* [Work task A] Reproduce the stretch of the journal entry from "Michael took most" through "of the evening.".
* [Work task B]
Answer these questions from the journal entry:
(i) To what number did Benji's absolute neutrophil count drop?
(ii) Over how many hours was the IVIG set to drip on the second attempt?
(iii) Who is spending the night?

We were visited again today by members of our growing team of specialists, but we didn’t see our oncology team this morning at rounds. Instead, our nurses delivered the extremely disappointing news that Benji’s absolute neutrophil count (ANC) has dropped to a severely neutropenic 300.
The nurses came in to begin a round of Cefepime, the antibiotic of choice when a neutropenic child with cancer has a fever. It’s to rule out and prevent potential bacterial infection. Even though more antibiotics were something I desperately wanted to avoid, I fully understand and agree with the reason for this protocol. But I needed to hear that the dosage had been cleared by Dr. Mayer and the nephrologist. I know how dangerous some antibiotics can be to the kidneys. I asked the nurse to double check.
The ARNP, a woman with whom I’ve enjoyed a mutually respectful relationship since Benji’s diagnosis, came in to discuss the antibiotic, and she was clearly in a hurry. She seemed put out that I asked whether the antibiotic should be dose adjusted for renal damage. The exchange that followed left me feeling unable to speak up for myself. I was reminded of the work I did in the maternal health world, and the condescension so many women experience in a medical setting. I have the right to ask questions, and to get answers. I felt sad, really, because in the nine months of Benji’s treatment I’ve always felt like a respected member of the care team. At that moment, I felt like a burden. It did not sit well with me.
Eventually I got the simple answer I’d requested, and the Cefepime hung to drip. I also learned that Benji’s creatinine has dropped to 1.59, a very positive trend. Soon after the antibiotic was hung, the team came in to begin Benji’s second attempt at immunoglobulin infusion. This time they would premedicate him with three drugs, and set the IVIG to drip over seven hours at a much lower dose per hour. It worked.
It’s been a week now since Benji has eaten a meal. The conversation began today as to if and when to introduce Total Parenteral Nutrition (TNP), a cocktail of supplements Benji would get through his port. For several reasons, eating food at this point would be much preferred to this method. Food is much nicer to the organs and retrains the digestive system. We requested Marinol instead to try and boost Benji’s appetite. Throughout the day, he had a bite of sherbet, a spoonful of yogurt, half a saltine cracker. We were encouraged by the effort, but we know it’s not enough.
Michael took most of the day off today and so he could spend it with Benjamin. With his encouragement, we got Benji to spend some time on the couch, getting sunshine; it’s the only place he’s been besides the bed and the bathtub since we got here.
After Benji’s IVIG infusion was nearly complete, he took a nap, and Michael and I joined him. When we woke, Aunt Gana and Aunt Sarah arrived to visit their nephew. Benji slept for most of the evening.
Dr. Mayer had a very busy day today. She finally got a moment to come see Benji well after business hours were over. We went over several pieces of this mystery, and she shared ideas the team has been kicking around, including another potential antibiotic to treat a different kind of threat. Nothing is decided yet. She told us that kids like Benji are how textbooks are written. (Super.) What was clear from our conversation is that Benji’s paramount job tomorrow is to eat food. Aunt Sarah is spending the night, and she is already planning a quest for foods to entice him in the morning.
Benji’s fever has risen tonight to its highest since we’ve been here. The threats that brought us to the emergency room on Saturday have morphed into a set of circumstances we never expected. There are many new dangers, and I had a difficult time thinking clearly today. Tomorrow we have a mission. I choose to accept it. It’s time to get this boy strong again.

* [Information shown]
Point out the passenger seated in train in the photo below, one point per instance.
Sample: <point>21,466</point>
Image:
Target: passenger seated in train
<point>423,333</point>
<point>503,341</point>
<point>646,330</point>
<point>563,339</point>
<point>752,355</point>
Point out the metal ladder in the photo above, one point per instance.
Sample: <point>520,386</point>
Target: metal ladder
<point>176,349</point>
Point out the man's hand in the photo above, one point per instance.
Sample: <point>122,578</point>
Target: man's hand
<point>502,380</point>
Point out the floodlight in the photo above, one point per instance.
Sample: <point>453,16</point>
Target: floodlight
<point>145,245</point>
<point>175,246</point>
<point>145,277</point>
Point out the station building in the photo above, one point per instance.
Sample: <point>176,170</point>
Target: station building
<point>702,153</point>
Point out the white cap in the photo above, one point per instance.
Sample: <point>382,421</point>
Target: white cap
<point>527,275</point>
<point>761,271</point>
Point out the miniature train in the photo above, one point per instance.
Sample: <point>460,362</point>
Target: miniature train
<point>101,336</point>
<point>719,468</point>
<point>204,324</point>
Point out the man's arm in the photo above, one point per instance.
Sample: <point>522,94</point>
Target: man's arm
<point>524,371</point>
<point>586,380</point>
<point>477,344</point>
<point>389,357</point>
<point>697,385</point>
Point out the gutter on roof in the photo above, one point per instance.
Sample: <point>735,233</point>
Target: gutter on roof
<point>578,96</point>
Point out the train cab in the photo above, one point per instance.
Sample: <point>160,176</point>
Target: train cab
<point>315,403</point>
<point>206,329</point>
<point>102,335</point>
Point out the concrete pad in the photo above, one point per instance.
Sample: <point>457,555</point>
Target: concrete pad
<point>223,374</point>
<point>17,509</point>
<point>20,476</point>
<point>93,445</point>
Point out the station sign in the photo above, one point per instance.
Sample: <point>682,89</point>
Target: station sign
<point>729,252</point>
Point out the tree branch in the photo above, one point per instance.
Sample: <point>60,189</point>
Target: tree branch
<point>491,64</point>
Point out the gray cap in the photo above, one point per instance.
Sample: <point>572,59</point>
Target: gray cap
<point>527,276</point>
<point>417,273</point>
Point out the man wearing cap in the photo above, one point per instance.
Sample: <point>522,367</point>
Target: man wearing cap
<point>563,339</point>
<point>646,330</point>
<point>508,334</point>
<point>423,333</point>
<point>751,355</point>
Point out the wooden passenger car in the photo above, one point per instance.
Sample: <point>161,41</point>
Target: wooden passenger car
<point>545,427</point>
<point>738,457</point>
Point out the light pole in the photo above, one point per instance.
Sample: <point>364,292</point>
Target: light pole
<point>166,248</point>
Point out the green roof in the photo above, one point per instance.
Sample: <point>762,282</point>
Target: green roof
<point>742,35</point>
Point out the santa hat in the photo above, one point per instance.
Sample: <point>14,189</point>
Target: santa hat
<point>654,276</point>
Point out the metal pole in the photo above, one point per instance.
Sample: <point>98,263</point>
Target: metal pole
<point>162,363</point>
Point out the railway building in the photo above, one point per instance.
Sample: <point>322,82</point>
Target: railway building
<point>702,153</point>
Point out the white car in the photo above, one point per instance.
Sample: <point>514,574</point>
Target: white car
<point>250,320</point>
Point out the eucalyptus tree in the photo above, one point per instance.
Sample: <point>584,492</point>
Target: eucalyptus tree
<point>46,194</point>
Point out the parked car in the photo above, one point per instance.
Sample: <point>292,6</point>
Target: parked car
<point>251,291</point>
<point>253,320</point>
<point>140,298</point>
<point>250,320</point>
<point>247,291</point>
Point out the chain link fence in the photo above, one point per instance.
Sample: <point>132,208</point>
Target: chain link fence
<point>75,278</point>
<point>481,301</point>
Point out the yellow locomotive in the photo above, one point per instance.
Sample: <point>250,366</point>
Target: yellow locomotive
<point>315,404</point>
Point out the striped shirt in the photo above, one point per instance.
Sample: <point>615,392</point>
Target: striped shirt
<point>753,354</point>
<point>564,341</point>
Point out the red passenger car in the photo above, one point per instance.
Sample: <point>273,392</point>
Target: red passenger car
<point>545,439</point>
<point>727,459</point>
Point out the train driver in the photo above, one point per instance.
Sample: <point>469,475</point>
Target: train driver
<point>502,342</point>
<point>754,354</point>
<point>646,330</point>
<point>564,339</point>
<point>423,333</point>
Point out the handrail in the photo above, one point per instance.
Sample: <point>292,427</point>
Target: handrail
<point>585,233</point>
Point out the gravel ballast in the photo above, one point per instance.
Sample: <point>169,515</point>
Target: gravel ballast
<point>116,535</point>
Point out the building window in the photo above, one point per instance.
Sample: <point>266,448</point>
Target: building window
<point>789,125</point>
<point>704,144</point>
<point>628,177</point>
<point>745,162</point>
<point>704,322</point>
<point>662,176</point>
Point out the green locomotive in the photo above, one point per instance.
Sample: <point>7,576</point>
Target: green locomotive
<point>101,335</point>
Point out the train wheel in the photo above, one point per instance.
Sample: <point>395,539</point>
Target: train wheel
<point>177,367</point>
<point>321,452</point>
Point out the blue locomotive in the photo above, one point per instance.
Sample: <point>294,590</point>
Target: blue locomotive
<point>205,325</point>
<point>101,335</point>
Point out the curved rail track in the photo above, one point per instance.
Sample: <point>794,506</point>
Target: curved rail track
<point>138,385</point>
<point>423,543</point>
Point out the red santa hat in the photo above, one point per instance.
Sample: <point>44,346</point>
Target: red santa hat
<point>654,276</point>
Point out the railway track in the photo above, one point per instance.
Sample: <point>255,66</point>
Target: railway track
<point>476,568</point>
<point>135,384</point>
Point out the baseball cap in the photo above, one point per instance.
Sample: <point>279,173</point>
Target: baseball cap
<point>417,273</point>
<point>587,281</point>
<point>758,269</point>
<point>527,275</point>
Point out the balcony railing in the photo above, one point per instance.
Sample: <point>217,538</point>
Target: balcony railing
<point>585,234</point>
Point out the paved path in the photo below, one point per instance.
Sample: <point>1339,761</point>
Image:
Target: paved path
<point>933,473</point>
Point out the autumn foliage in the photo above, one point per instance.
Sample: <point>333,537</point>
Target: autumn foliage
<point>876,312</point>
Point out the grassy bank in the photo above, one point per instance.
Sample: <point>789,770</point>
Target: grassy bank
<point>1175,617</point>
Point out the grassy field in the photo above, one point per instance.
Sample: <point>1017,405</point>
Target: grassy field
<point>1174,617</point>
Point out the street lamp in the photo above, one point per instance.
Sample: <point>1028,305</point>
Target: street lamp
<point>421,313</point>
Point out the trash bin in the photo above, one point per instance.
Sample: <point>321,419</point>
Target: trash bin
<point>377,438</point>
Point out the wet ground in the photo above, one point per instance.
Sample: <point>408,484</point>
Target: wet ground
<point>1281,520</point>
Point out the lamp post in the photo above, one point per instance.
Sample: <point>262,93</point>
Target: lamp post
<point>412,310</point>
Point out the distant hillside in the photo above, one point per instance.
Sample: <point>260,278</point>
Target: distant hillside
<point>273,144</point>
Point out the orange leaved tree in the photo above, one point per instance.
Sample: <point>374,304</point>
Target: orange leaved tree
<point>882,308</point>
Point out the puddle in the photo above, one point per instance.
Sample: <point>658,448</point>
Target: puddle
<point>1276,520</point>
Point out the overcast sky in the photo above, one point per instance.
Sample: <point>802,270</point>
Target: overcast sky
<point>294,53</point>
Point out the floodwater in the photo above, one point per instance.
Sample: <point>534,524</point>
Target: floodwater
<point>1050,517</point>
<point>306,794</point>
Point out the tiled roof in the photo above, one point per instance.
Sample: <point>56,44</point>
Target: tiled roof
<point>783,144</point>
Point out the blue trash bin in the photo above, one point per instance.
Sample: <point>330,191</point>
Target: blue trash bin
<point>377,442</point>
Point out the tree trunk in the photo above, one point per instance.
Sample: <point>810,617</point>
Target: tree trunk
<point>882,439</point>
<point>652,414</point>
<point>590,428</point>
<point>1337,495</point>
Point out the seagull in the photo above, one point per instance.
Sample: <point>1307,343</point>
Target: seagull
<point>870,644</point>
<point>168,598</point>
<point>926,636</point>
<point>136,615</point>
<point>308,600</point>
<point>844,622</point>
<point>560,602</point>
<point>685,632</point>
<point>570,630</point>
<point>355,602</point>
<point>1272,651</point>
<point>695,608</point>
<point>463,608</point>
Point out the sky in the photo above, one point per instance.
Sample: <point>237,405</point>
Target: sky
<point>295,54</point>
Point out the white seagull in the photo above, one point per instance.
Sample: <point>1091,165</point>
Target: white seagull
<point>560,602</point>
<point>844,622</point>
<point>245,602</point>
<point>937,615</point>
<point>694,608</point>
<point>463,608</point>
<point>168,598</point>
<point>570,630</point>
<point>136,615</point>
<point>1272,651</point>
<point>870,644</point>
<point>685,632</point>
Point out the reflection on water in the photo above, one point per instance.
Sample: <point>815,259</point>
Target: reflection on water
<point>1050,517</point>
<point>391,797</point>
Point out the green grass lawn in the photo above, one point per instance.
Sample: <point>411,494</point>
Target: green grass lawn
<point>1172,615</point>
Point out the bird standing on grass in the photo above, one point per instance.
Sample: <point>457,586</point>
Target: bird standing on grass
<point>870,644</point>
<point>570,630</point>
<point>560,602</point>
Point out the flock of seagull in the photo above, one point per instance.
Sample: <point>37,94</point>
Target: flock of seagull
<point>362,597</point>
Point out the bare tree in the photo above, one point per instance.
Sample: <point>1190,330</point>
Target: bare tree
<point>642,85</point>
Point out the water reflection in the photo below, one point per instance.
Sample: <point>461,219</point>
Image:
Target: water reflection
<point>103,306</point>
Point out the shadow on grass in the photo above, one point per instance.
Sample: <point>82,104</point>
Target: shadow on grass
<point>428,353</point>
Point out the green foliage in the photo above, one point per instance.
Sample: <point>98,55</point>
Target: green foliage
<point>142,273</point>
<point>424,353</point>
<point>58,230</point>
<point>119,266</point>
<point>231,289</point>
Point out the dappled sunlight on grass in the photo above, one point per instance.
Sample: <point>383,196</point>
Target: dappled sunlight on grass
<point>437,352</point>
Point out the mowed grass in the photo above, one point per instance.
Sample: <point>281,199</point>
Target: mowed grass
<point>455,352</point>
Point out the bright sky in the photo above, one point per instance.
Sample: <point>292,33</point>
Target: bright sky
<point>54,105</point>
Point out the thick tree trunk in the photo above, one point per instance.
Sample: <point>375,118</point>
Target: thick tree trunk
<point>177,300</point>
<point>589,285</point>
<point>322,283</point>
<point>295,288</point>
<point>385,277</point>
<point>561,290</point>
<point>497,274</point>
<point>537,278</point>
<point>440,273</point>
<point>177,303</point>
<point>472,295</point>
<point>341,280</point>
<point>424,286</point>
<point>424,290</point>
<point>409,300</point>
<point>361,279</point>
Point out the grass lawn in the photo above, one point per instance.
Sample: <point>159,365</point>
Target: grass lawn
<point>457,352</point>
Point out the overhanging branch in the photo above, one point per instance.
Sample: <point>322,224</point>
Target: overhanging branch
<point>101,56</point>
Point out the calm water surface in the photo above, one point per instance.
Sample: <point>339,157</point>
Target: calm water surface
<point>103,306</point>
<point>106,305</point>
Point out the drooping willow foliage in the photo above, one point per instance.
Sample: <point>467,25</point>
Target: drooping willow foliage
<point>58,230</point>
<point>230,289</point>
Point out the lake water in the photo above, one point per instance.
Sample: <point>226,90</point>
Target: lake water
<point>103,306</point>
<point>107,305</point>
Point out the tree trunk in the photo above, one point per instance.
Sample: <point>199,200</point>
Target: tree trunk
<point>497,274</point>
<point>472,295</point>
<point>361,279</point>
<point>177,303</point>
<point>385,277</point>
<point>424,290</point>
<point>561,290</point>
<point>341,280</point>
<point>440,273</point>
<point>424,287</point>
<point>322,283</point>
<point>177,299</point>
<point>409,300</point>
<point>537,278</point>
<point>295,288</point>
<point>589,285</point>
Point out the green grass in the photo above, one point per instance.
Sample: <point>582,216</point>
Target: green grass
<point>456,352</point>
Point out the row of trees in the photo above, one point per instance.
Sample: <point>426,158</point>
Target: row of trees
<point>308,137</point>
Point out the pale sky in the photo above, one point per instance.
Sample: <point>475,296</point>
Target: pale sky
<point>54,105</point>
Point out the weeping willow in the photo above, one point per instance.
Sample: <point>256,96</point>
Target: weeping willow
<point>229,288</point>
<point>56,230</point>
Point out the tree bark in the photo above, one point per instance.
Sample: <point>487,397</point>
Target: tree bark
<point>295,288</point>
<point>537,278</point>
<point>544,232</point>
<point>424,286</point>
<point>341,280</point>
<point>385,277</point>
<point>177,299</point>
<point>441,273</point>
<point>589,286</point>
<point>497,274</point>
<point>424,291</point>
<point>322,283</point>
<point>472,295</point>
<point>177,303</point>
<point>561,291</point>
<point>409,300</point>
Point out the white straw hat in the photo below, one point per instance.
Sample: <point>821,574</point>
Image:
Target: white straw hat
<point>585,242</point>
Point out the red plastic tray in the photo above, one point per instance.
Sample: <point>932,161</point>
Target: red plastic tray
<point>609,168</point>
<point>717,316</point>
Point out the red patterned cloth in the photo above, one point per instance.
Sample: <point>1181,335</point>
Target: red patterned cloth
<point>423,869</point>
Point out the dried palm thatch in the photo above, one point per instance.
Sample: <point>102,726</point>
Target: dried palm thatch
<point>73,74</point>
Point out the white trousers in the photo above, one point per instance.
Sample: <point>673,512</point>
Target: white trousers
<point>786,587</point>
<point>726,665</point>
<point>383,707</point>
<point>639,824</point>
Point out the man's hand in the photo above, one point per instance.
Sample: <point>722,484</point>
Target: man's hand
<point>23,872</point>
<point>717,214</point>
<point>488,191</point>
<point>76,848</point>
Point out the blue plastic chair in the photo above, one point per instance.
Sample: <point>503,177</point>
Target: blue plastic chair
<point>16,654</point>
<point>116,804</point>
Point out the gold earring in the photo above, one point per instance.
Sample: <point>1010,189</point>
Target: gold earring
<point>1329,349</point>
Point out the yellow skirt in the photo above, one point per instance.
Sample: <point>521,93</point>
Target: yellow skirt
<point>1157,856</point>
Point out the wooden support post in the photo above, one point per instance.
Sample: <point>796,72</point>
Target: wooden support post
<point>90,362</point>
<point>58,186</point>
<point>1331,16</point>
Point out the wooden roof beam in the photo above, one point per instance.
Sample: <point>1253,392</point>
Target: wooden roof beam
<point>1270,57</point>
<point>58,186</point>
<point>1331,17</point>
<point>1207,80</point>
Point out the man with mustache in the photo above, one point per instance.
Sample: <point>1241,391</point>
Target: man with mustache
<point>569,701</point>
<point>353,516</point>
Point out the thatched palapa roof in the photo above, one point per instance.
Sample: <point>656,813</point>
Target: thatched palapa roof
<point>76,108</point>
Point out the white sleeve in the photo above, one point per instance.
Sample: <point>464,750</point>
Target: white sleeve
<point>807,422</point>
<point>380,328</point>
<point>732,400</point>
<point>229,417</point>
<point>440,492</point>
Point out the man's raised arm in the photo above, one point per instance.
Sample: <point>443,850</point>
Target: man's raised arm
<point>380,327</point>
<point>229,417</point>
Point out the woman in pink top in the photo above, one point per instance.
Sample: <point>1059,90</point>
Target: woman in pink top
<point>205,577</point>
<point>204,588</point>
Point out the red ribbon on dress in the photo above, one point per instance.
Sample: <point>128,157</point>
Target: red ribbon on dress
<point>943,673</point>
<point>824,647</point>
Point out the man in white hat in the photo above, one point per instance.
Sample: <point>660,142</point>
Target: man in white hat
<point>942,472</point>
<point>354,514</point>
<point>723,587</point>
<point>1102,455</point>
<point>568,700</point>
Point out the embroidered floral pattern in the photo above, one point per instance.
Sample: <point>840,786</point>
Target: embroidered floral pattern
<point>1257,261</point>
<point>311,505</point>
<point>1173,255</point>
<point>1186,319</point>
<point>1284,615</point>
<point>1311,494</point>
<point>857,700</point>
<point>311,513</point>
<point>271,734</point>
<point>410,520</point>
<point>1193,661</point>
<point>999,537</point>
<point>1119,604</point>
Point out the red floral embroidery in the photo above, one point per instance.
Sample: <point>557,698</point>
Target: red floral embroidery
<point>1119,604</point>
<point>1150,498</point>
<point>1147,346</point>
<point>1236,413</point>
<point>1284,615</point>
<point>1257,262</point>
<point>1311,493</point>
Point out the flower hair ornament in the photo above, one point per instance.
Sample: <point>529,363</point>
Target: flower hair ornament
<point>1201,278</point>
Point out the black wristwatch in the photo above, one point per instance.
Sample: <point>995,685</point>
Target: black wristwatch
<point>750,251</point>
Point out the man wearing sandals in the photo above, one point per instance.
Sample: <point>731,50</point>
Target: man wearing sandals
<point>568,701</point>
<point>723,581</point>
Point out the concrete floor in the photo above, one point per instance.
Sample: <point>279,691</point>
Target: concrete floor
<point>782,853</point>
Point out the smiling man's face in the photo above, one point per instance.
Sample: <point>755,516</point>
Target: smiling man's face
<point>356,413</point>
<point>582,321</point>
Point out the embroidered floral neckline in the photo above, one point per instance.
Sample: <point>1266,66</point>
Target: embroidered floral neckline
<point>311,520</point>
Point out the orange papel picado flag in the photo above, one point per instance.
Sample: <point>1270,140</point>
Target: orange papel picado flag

* [Written solution A]
Michael took most of the day off today and so he could spend it with Benjamin. With his encouragement, we got Benji to spend some time on the couch, getting sunshine; it’s the only place he’s been besides the bed and the bathtub since we got here.
After Benji’s IVIG infusion was nearly complete, he took a nap, and Michael and I joined him. When we woke, Aunt Gana and Aunt Sarah arrived to visit their nephew. Benji slept for most of the evening.

* [Written solution B]
(i) 300
(ii) Seven hours
(iii) Aunt Sarah